- [FRAGMENT TEKSTU]:
☆ ☆ ☆
Warszawska terapia błotno-solna

Wtorek, 15 stycznia 2013 · Komentarze(9)
Gdzieś tam obiło mi się o uszy, że istnieje terapia błotna i istnieje też terapia solą. Nie wiem, jak to działa, na jakie choróbska pomaga, ale skoro jest to terapia, no to chyba coś leczy, co nie? A jak leczy, to jest to pożyteczne, tak na logikę.

Wychodzi zatem na to, że przebywanie w środowisku błotno-solnym jest zdrowe, wskazane i korzystne dla organizmu. Biorąc sobie to do serca, zafundowałem sobie we wtorek terapię błotno-solną na ulicach Warszawy:



I wiecie co? Chyba działa. To znaczy mój rower ledwo żyje, ale za to ja jestem cały i zdrowy. Oczywiście w środę i czwartek (czyli dzisiaj) były kolejne fazy terapii, ale o tym już w kolejnych notkach.

Kochani, nie siedźcie w domu, nie jeździcie samochodem, nie tłoczcie się z kaszlącymi ludźmi w tramwaju, tylko wyciągajcie rowery i stosujcie błotno-solną terapię. Sukces gwarantowany! :)

No to co? Na zdrowie!

Komentarze (9)

"Wychodzi zatem na to, że przebywanie w środowisku błotno-solnym jest zdrowe, wskazane i korzystne dla organizmu. Biorąc sobie to do serca, zafundowałem sobie we wtorek terapię błotno-solną na ulicach Warszawy:ę

Super tekst! buahaha uśmiałem się!

Ksiegowy 09:25 niedziela, 20 stycznia 2013

Powinni sypać sól jodowaną - byłoby jak nad Bałtykiem ;)
☆ ☆ ☆
- [INFORMACJE]:
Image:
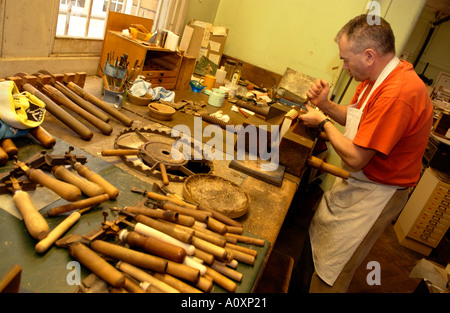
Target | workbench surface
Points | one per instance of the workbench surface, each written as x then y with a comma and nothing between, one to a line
268,203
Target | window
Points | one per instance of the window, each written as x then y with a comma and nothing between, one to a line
87,18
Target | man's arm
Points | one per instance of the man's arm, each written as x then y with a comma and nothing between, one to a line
318,95
353,155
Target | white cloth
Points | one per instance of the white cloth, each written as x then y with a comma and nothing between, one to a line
350,208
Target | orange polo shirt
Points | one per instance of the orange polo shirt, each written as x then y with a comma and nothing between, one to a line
396,122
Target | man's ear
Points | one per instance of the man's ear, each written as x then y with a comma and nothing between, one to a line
369,56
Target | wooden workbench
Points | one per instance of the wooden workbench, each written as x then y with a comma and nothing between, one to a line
268,204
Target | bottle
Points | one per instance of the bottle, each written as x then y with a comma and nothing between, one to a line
230,66
237,74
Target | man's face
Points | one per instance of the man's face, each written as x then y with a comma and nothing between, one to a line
354,63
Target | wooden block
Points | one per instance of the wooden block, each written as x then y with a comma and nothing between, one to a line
69,77
29,79
17,81
58,77
185,73
44,79
295,147
80,78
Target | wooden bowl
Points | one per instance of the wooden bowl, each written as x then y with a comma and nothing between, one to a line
144,100
161,111
217,193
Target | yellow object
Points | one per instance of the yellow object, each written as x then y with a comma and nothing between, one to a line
139,32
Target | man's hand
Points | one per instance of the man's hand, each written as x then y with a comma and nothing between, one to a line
312,118
318,93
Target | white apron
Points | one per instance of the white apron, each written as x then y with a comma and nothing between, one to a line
350,208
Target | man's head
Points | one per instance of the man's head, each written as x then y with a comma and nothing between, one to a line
365,47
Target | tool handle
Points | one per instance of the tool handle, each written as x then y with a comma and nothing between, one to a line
10,148
97,265
3,156
216,226
161,214
143,276
154,246
67,191
81,102
183,271
87,187
246,239
189,261
59,97
119,152
84,171
165,178
41,135
221,280
57,232
105,82
227,271
176,283
209,247
35,223
153,233
67,119
134,257
78,205
329,168
170,230
101,104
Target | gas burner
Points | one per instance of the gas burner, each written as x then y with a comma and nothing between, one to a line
155,151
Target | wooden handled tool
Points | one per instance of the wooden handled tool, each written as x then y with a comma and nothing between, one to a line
160,214
165,215
101,104
78,205
9,147
165,178
329,168
35,223
3,156
60,98
67,191
81,102
41,135
87,187
176,283
97,265
67,119
153,233
153,245
143,276
84,171
221,280
134,257
58,231
166,228
119,152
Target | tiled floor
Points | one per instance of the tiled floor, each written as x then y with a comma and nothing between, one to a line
396,262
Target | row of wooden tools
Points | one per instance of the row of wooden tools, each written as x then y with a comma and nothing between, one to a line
168,245
57,90
172,247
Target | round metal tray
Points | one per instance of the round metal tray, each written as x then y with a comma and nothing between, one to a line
216,193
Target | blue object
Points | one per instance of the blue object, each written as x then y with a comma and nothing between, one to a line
196,86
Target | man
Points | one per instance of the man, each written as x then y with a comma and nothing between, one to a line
386,132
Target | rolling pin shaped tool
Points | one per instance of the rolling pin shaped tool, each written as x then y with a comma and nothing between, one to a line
35,223
67,191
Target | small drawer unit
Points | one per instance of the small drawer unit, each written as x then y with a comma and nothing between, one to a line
426,216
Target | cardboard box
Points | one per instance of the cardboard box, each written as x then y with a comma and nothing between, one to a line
204,39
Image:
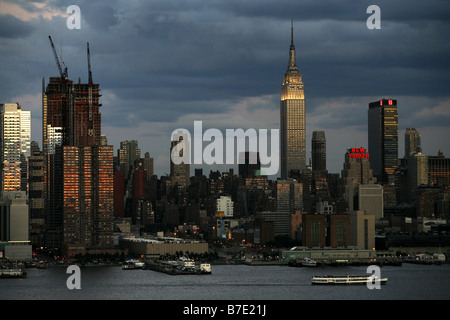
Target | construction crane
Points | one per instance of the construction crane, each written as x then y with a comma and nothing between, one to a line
61,73
89,64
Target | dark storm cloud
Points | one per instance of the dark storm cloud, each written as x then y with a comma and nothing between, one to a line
158,62
12,28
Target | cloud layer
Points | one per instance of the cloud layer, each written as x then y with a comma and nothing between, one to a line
163,64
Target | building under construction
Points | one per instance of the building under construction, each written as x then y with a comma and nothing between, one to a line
78,166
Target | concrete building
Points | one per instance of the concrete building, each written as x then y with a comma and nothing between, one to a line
15,140
225,205
314,230
417,174
412,142
289,195
281,220
383,138
370,199
161,246
14,216
356,171
319,151
362,230
292,119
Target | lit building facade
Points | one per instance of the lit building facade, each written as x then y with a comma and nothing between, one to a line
319,151
88,196
15,129
412,142
128,154
78,175
289,196
383,138
180,172
292,119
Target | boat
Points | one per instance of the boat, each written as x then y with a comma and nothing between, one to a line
133,264
347,279
13,273
205,268
307,262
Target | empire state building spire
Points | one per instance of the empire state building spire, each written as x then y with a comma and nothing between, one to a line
292,64
292,118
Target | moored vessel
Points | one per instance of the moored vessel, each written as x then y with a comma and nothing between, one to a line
307,262
347,279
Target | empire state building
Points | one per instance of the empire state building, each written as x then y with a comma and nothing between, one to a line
292,118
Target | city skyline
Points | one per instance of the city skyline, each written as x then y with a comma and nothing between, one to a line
227,68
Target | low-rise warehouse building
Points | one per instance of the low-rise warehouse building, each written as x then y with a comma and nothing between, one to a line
161,246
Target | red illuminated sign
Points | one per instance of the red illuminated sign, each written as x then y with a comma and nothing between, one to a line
☆ ☆ ☆
- [ZADANIA I ĆWICZENIA]:
#1 Oceń, czy poniższe stwierdzenia zgadzają się z tekstem o warszawskiej terapii błotno-solnej. Przy każdym odpowiedz „tak” lub „nie” i przytocz dosłownie rozstrzygające słowa tekstu.
(a) Tekst wyjaśnia, na jakie choroby pomaga terapia błotna.
(b) Terapia błotno-solna odbyła się we wtorek na ulicach Warszawy.
(c) Rower przeszedł terapię w dobrym stanie.
#2 Przepisz wiernie fragment tekstu o warszawskiej terapii błotno-solnej od słów „Wtorek, 15 stycznia” aż do słów „tak na logikę.” włącznie.
Odpowiadaj wyłącznie na podstawie tekstu.

- [WYNIKI ZADAŃ]:
#1
(a) Nie: „Nie wiem, jak to działa, na jakie choróbska pomaga”.
(b) Tak: „zafundowałem sobie we wtorek terapię błotno-solną na ulicach Warszawy”.
(c) Nie: „mój rower ledwo żyje”.

#2
Wtorek, 15 stycznia 2013 · Komentarze(9)
Gdzieś tam obiło mi się o uszy, że istnieje terapia błotna i istnieje też terapia solą. Nie wiem, jak to działa, na jakie choróbska pomaga, ale skoro jest to terapia, no to chyba coś leczy, co nie? A jak leczy, to jest to pożyteczne, tak na logikę.